* _Exercise description_
Your answer is the lines below, exactly, from the one that contains "positive clicks: (196, 547)" through the one that contains "positive clicks: (1263, 635)", both included.

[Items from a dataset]
=== Begin Enclosure ===

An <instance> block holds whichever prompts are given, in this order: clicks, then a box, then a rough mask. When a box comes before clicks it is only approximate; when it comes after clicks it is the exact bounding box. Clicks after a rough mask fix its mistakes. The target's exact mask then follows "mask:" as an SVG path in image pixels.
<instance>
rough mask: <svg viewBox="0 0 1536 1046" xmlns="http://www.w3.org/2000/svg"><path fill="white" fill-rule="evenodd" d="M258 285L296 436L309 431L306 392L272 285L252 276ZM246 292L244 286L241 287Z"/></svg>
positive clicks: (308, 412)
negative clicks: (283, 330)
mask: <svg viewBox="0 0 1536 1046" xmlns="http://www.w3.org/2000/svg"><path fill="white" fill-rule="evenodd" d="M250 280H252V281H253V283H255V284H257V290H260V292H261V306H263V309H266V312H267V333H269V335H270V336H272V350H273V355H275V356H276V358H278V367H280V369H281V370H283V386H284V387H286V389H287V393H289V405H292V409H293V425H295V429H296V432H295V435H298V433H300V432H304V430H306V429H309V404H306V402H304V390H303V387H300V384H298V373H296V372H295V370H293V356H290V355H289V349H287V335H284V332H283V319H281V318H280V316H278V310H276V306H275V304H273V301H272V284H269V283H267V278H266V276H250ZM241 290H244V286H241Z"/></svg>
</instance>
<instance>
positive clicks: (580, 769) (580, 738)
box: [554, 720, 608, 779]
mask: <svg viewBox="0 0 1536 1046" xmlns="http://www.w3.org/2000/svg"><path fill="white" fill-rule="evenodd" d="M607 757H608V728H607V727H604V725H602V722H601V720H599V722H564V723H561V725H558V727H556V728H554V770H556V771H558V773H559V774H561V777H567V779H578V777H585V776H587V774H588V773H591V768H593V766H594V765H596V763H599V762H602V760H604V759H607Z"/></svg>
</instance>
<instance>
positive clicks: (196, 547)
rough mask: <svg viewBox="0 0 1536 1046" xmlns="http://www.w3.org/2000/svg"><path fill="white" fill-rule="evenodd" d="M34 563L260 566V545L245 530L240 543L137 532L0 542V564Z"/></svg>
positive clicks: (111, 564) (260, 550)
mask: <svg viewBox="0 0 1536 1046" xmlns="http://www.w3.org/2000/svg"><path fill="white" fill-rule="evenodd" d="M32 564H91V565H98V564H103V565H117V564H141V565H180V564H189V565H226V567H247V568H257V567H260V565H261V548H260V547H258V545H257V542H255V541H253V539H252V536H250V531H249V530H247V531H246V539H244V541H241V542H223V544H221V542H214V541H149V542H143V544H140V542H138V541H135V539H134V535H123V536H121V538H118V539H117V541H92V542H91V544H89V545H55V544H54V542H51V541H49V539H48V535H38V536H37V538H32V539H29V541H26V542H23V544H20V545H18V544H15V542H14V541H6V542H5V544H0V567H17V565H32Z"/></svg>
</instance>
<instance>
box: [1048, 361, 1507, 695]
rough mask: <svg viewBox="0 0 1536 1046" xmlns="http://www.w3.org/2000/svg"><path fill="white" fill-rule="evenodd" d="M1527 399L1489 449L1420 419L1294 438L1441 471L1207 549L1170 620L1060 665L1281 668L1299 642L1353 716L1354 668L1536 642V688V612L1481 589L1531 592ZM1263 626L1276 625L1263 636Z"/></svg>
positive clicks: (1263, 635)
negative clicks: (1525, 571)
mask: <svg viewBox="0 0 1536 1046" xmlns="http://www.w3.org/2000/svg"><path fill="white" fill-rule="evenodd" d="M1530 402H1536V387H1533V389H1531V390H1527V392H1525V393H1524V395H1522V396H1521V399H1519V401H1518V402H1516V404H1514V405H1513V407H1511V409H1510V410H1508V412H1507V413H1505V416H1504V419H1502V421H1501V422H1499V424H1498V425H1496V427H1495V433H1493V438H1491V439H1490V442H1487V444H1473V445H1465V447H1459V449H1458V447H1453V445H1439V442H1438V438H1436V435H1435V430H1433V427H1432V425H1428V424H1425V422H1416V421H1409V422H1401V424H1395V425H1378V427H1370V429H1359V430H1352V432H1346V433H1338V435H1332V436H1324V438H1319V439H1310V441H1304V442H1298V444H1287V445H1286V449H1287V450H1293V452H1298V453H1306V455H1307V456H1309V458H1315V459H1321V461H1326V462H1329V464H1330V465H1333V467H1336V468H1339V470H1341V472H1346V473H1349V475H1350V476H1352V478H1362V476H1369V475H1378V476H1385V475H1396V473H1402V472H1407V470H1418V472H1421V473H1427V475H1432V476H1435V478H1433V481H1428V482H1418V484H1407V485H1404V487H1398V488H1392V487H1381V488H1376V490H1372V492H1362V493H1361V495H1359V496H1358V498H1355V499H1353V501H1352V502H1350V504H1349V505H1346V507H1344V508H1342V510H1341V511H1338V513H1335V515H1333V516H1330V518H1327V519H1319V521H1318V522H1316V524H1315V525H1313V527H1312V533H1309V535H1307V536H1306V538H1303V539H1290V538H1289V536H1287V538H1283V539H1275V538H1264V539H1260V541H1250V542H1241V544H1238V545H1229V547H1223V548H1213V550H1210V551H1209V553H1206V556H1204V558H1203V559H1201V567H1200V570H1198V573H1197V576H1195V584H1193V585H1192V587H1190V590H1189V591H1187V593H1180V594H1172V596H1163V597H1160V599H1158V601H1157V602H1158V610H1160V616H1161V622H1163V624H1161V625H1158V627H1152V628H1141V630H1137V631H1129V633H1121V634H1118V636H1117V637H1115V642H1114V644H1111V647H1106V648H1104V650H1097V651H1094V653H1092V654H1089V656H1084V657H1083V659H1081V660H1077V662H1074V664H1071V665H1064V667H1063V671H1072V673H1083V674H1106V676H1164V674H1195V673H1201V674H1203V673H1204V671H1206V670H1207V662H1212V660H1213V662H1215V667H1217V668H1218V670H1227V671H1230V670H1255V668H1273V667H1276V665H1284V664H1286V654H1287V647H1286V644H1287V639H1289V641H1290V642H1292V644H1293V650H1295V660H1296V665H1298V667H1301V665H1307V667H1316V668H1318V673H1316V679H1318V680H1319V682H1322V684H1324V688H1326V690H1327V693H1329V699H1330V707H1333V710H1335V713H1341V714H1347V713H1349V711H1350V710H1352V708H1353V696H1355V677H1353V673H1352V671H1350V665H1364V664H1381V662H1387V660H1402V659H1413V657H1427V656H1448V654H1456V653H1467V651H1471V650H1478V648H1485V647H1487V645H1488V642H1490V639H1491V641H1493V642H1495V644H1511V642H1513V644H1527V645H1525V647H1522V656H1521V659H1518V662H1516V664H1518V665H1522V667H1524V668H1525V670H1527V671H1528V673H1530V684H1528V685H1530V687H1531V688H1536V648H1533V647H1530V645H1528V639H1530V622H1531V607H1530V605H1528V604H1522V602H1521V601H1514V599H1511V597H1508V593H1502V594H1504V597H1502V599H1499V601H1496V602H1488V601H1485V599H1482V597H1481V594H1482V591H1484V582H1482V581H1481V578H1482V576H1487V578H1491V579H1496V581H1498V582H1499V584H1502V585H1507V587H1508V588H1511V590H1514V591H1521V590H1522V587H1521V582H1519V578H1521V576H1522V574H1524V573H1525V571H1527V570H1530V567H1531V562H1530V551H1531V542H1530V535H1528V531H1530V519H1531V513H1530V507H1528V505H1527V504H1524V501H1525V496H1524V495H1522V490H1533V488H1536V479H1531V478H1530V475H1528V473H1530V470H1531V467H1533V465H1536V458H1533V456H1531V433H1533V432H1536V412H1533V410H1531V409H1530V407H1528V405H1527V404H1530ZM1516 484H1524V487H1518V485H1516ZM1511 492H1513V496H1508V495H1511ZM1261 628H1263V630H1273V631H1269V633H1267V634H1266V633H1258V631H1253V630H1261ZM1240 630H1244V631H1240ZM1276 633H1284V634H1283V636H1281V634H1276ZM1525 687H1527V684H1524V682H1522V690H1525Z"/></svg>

=== End Enclosure ===

* _Response to the task_
positive clicks: (196, 547)
rough mask: <svg viewBox="0 0 1536 1046" xmlns="http://www.w3.org/2000/svg"><path fill="white" fill-rule="evenodd" d="M34 563L260 566V545L245 530L240 543L137 532L0 542V564Z"/></svg>
positive clicks: (111, 564) (260, 550)
mask: <svg viewBox="0 0 1536 1046" xmlns="http://www.w3.org/2000/svg"><path fill="white" fill-rule="evenodd" d="M32 564H91V565H98V564H103V565H117V564H141V565H180V564H189V565H226V567H247V568H257V567H260V565H261V548H260V547H258V545H257V542H255V541H253V539H252V536H250V531H249V530H247V531H246V539H244V541H241V542H223V544H221V542H214V541H149V542H143V544H140V542H138V541H135V539H134V535H123V536H121V538H118V539H117V541H92V542H91V544H89V545H55V544H54V542H51V541H49V539H48V535H38V536H37V538H32V539H29V541H26V542H23V544H20V545H18V544H15V542H14V541H6V542H5V544H0V567H17V565H32Z"/></svg>
</instance>
<instance>
box: [1048, 361, 1507, 695]
rough mask: <svg viewBox="0 0 1536 1046" xmlns="http://www.w3.org/2000/svg"><path fill="white" fill-rule="evenodd" d="M1527 399L1489 449L1420 419L1294 438L1441 471L1207 549L1170 620L1060 665L1281 668L1299 642L1353 716L1354 668L1536 642V688V612L1481 589L1531 592ZM1263 626L1276 625L1263 636Z"/></svg>
positive clicks: (1263, 635)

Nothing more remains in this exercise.